In 1970 Keeble retired, transferring his firm and its management to his long-time associates: Arnold Nye, William Lincoln, Louis C. Daugherty, Henry C. Waechter, and John F. Caldwell Jr. The new firm was named "Architect-Engineer Associates, Inc." Keeble remained a consultant.

Works include: (Keeble unless otherwise noted):
- Vanderbilt University Memorial Gymnasium
- Woodmont Terrace Apartments (1938–39), 920 Woodmont, Nashville, Tennessee (with Warfield), NRHP-listed
- Hillsboro High School (1954)
- Nashville Airport Terminal, "Berry Field"(1944)
- Franklin County Airport, Sewanee, Tennessee
- Life & Casualty Tower (1957), Nashville
- Milliken Building (1963), 1039 College St., Bowling Green, Kentucky, NRHP-listed
- Veterans Administration hospital, Nashville
- Peach Blossom Square, ten-home town house Development, Nashville
- Vanderbilt University, McTyeire Hall (1940), (with Warfield)
- U.S. Naval Reserve Training Center, Shelby Park, (1948). A pool was installed for "river assault boat training" and was used until 1961.
- Veterans Administration hospital, Washington, D.C.
- - - -
◆ REQUIRED ACTION 1
Rewrite the part of the Keeble text that opens with the words containing "- U.S. Naval" and closes with "hospital, Washington, D.C.", changing "pool" to "training pool".
◆ REQUIRED ACTION 2
Pick up the Keeble text after its final line and extend it.
The listing has no connection to the text about Keeble's firm and works.

◆ STORED DATA
- - - -
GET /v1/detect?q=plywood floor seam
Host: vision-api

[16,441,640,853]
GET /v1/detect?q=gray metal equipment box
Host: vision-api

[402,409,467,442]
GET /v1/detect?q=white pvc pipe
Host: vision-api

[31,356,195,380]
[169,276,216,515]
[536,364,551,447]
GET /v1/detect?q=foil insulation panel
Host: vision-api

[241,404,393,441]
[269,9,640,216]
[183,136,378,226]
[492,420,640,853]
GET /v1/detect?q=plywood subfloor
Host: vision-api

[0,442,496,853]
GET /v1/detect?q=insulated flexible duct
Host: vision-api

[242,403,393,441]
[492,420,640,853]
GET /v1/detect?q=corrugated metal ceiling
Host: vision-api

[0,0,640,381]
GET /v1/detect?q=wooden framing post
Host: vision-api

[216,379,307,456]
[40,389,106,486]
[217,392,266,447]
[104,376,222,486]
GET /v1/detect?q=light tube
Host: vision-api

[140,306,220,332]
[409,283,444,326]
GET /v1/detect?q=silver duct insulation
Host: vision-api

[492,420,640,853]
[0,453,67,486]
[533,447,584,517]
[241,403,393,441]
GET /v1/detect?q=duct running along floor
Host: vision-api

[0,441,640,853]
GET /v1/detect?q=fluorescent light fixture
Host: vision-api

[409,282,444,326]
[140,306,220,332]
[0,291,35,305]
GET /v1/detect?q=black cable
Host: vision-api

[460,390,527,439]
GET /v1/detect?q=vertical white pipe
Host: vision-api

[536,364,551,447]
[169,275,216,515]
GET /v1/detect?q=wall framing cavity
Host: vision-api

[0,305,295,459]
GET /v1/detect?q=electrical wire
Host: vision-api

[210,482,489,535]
- - - -
◆ TASK RESULT 1
- U.S. Naval Reserve Training Center, Shelby Park, (1948). A training pool was installed for "river assault boat training" and was used until 1961.
- Veterans Administration hospital, Washington, D.C.

◆ TASK RESULT 2
- Numerous rocket and ammunitions plants around the U.S. for the Navy.

==Educational pursuits==
Keeble briefly taught architecture at the University of Pennsylvania but when he moved to Nashville, he had a desire to raise the entire profile of architecture there. Early in his career, he felt that a prestigious school of architecture could be founded at Vanderbilt University; writing in a 1932 letter, he said "If we would realize our own strength and the possibilities of it, Southern architecture would follow Southern literature". Many young people who wished to study architecture came to him during the 1920s and 1930s. Rather than set them up in his office as apprentices, he did what his teacher Paul Cret had done and organized the "Nashville Architectural Studio". Working without pay, Keeble involved other architects in the teaching project including Edward E. Dougherty, Granbery Jackson Jr. and Henry C. Hibbs. Through Keeble's efforts, this group became associated with the Beaux-Arts Institute of Design in New York and was recognized as the institute's "Nashville Atelier". (Note: The official name was "The Nashville Atelier of the Beaux-Arts Institute of Design in New York") This meant that its students were able to transfer credits to almost any school of architecture in the United States. They met from 1930 to 1932 in a room provided by Vanderbilt University. Vanderbilt would not commit to the project to establish a school of architecture— a decision which, says Architecture historian Christine Kreyling, "still inhibits the seriousness with which the design of the built environment is taken in the city".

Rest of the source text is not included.